Dataset rows:
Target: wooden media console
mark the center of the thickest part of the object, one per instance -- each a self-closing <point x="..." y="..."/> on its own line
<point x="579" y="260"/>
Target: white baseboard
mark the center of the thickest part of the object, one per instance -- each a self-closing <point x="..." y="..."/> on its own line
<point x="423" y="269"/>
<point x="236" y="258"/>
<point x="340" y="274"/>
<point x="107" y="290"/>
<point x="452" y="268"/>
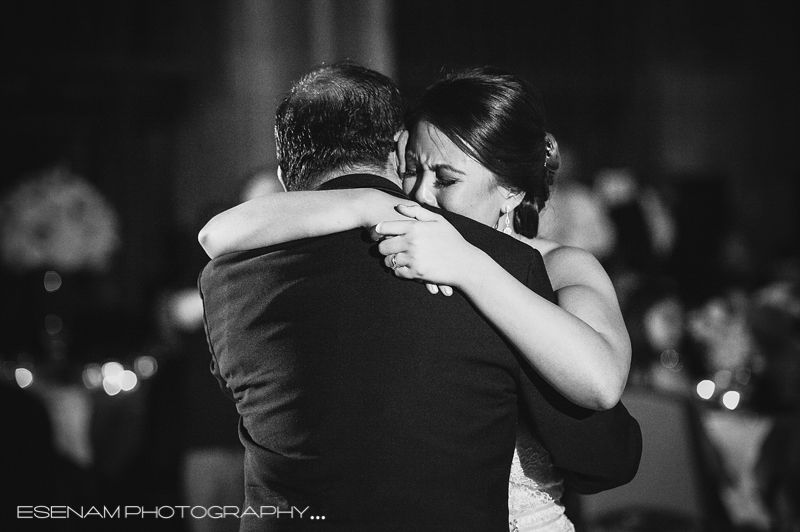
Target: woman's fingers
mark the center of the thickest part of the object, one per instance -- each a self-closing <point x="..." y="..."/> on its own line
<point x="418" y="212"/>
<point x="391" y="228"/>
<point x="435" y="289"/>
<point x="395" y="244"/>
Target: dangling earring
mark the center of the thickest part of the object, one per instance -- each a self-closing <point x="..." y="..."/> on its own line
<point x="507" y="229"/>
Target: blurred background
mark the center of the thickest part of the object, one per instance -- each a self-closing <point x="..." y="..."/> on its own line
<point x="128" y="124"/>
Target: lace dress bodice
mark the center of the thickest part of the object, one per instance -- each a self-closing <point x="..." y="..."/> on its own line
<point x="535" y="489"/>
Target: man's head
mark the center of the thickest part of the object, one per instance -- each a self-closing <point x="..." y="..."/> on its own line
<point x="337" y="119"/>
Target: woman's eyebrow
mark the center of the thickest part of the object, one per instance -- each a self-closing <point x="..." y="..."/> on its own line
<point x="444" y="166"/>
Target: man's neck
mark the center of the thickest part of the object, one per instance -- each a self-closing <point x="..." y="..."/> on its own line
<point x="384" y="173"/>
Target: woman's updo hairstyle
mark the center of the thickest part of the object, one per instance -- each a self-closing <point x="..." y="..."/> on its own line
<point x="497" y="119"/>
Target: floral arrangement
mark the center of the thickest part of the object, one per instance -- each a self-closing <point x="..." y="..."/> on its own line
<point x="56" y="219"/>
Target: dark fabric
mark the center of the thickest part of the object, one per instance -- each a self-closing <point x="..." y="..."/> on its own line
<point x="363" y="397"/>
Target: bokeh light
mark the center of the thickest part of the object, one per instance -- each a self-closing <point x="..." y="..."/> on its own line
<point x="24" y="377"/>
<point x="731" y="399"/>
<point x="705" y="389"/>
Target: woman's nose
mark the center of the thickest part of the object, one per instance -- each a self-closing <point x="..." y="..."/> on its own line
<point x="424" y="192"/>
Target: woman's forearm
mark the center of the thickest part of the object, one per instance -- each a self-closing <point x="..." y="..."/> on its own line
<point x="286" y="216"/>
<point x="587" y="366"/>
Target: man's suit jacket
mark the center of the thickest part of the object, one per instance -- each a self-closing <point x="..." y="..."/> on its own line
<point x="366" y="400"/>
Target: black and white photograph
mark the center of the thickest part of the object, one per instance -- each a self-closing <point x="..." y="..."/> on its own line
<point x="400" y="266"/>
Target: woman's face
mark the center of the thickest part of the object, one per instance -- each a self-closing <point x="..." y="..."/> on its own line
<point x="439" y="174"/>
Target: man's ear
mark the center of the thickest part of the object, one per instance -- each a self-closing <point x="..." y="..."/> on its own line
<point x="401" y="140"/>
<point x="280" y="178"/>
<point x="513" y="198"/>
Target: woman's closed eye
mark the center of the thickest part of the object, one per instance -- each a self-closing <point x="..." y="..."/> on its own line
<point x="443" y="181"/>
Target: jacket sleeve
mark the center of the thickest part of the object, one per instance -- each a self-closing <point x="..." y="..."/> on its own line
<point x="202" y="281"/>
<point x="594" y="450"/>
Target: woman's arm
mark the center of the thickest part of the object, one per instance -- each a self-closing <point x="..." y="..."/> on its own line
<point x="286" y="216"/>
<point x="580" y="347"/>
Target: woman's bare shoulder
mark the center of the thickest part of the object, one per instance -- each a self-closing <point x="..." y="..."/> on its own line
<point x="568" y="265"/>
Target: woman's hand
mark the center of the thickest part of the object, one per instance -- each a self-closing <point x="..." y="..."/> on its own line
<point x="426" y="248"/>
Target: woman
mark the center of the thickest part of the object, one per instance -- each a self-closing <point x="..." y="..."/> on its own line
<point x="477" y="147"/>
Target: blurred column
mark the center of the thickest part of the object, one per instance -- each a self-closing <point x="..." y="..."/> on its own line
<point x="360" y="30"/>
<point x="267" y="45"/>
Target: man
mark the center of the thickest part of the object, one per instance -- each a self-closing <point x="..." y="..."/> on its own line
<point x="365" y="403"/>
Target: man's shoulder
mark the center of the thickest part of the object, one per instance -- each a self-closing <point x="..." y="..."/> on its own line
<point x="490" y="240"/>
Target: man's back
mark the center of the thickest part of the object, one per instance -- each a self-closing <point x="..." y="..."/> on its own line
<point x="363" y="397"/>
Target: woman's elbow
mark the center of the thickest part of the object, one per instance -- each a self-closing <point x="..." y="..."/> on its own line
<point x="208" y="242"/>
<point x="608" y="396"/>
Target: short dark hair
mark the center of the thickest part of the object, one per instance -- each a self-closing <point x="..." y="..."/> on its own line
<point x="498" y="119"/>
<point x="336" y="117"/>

---

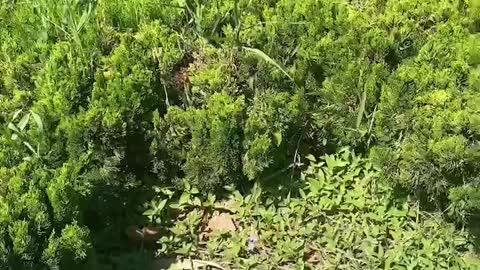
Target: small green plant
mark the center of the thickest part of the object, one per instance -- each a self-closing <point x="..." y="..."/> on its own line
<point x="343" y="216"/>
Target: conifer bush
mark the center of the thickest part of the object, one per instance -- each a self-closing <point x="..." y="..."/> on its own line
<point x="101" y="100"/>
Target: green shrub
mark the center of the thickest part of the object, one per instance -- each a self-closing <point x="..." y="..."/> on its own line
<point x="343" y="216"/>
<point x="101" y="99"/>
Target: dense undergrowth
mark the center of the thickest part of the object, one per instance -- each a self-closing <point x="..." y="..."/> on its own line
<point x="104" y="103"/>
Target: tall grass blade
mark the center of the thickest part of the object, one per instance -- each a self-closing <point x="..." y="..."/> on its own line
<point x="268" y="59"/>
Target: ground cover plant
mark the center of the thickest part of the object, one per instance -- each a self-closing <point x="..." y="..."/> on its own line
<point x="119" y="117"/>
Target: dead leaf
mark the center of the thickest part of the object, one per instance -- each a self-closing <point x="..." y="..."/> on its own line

Given problem:
Find each line in the records above that contains the word "shoulder" and copy those lines out.

Solution to this exercise:
Target: woman's bare shoulder
Target: man's shoulder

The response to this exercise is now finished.